* [Problem to work on]
Begin at the line that has "of the ceiling" and stop after the line that has "x=184 y=266". Reproduce only those items, swapping "armchair" for "sofa" and leaving everything else unchanged.
====== Information provided ======
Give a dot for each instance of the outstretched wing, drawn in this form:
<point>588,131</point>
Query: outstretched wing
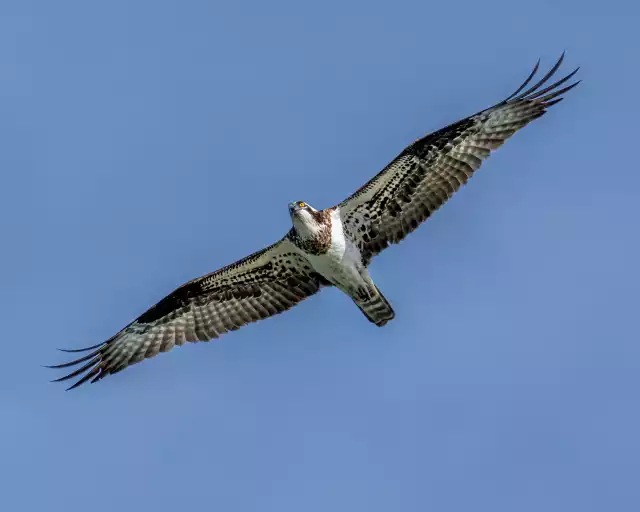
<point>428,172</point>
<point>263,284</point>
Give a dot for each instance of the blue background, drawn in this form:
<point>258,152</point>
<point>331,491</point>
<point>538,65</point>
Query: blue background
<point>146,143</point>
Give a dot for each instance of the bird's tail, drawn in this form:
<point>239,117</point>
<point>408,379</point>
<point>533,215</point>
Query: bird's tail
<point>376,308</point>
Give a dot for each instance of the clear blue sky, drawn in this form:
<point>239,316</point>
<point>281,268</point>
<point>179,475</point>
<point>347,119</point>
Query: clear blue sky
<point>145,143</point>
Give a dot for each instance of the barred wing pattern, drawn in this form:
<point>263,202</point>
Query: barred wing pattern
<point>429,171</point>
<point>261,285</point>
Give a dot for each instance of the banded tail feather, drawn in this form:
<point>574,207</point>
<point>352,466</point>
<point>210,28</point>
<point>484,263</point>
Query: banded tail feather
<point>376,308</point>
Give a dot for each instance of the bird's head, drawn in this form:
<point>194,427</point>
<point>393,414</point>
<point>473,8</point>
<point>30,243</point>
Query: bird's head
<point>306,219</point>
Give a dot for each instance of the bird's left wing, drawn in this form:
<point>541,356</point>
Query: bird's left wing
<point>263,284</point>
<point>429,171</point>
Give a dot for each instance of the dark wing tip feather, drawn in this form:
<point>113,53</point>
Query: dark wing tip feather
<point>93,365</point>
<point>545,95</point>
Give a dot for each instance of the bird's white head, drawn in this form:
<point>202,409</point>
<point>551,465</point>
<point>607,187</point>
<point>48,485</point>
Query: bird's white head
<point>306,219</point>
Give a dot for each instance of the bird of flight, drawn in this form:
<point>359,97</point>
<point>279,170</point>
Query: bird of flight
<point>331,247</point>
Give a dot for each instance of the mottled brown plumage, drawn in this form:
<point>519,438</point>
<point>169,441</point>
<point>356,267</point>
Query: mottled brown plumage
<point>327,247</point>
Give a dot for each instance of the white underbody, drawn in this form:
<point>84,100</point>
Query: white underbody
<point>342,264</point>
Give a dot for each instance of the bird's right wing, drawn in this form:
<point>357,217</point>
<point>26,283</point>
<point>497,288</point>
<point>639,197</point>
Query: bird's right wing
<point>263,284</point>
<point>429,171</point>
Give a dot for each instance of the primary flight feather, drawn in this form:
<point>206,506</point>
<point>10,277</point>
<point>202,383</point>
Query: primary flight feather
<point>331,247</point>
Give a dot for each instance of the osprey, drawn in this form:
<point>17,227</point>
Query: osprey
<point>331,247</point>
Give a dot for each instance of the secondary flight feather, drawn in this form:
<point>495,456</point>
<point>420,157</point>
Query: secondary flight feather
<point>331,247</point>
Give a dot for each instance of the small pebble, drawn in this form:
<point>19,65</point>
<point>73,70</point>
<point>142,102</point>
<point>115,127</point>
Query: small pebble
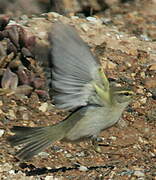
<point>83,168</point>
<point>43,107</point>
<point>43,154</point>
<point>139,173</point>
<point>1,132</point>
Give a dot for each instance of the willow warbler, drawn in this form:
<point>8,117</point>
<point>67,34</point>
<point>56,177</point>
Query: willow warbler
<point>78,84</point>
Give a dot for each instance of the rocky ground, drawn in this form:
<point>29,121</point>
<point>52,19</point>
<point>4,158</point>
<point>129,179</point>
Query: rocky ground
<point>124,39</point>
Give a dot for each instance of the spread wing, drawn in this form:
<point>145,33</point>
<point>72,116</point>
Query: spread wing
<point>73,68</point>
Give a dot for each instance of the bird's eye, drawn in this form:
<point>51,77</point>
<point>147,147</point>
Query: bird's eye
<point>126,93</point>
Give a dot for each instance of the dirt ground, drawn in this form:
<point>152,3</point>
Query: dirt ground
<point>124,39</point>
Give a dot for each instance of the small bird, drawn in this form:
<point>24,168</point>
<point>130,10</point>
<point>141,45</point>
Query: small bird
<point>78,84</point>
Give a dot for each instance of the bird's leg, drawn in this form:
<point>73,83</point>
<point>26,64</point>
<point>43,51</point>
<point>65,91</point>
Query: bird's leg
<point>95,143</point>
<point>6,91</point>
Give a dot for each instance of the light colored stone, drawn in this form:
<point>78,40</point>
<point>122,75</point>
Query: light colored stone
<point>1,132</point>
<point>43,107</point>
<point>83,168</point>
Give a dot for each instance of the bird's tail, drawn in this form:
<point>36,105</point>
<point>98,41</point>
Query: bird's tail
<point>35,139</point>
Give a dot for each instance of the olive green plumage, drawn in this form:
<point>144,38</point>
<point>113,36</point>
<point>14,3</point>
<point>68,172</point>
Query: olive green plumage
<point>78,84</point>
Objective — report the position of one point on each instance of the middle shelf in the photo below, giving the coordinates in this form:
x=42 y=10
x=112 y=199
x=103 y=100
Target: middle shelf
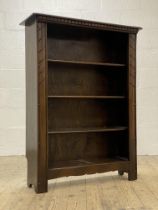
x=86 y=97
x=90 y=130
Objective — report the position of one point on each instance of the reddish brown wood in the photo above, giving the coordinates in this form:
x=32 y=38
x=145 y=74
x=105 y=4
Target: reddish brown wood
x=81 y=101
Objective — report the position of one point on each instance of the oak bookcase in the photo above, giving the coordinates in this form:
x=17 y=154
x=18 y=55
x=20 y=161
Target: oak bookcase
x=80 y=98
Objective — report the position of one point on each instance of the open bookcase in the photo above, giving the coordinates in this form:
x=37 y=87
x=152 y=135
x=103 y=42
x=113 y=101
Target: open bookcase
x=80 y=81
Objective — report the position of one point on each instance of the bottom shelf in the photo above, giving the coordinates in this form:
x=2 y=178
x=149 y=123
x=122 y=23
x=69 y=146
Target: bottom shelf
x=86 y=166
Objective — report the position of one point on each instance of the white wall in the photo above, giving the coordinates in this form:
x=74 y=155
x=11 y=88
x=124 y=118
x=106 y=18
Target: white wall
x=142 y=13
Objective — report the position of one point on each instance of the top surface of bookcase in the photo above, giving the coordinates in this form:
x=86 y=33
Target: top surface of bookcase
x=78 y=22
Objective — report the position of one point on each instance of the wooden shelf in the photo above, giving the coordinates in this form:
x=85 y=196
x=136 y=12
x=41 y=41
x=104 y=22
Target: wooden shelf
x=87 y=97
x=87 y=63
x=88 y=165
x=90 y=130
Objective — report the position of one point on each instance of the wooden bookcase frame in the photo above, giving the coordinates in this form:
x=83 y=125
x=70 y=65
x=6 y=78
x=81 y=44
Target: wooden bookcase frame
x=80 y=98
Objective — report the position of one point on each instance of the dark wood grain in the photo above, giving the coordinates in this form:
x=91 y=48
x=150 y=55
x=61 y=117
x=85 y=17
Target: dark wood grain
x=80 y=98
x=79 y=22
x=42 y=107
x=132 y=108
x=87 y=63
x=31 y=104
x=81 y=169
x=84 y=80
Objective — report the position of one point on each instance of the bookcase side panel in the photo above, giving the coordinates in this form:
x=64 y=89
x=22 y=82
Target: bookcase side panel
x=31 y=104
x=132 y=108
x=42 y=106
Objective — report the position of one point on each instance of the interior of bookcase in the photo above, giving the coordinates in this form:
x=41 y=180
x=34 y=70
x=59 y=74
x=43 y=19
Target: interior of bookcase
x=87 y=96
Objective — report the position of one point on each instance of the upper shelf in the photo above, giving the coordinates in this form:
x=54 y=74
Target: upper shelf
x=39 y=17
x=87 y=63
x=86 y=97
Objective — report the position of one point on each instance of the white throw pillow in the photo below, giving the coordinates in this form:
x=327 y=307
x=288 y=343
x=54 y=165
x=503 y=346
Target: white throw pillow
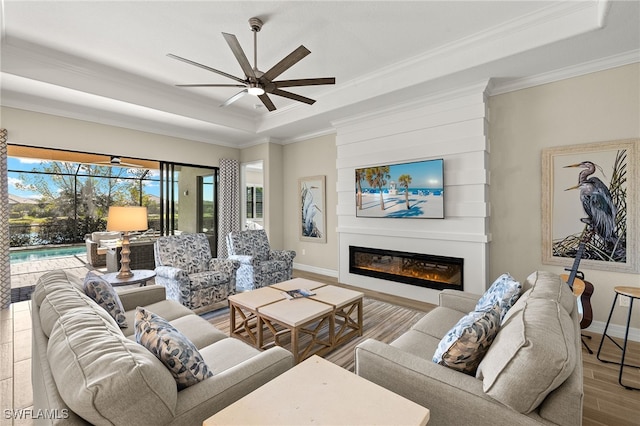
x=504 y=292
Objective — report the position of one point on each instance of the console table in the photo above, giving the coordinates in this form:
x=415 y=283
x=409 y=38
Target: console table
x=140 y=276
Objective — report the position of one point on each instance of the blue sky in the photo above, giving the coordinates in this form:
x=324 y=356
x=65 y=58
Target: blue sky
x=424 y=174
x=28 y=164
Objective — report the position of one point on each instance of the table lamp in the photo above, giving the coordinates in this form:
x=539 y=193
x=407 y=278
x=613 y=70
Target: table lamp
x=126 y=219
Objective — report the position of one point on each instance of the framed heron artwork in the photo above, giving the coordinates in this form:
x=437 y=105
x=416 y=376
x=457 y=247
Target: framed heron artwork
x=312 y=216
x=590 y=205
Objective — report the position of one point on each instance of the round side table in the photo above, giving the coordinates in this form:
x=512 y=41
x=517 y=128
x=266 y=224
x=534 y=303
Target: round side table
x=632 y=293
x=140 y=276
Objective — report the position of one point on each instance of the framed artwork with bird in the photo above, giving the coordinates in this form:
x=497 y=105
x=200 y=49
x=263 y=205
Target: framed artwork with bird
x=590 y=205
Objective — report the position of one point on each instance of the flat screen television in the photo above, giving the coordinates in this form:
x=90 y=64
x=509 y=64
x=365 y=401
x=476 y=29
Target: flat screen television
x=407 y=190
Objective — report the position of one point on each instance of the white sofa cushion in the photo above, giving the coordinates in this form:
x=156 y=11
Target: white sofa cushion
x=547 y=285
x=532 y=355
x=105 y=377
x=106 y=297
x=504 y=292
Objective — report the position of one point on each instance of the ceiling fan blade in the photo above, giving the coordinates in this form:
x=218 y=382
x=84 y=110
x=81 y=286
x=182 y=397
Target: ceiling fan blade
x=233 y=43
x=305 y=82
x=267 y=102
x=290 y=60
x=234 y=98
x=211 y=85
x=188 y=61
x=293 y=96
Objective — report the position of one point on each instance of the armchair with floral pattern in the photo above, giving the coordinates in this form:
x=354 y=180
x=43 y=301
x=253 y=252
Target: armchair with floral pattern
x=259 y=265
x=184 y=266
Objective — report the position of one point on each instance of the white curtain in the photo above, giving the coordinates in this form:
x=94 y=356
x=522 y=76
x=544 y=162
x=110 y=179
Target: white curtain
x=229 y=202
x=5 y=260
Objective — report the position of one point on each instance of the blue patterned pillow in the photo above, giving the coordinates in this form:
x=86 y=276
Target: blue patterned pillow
======
* [Result of this exercise]
Objective — report the position of one point on each instance of the ceiling fan blade in the photo above, giving the coordinates in this form:
x=218 y=382
x=84 y=110
x=81 y=286
x=182 y=397
Target: ceiling fan blade
x=233 y=43
x=305 y=82
x=267 y=102
x=290 y=60
x=234 y=98
x=211 y=85
x=188 y=61
x=293 y=96
Objective — report the position of one point on each instance of the sofa with floral pattern in the photo above, giving the coordinates in this form:
x=354 y=180
x=43 y=301
x=253 y=252
Target: sofa with floral pattern
x=259 y=265
x=184 y=266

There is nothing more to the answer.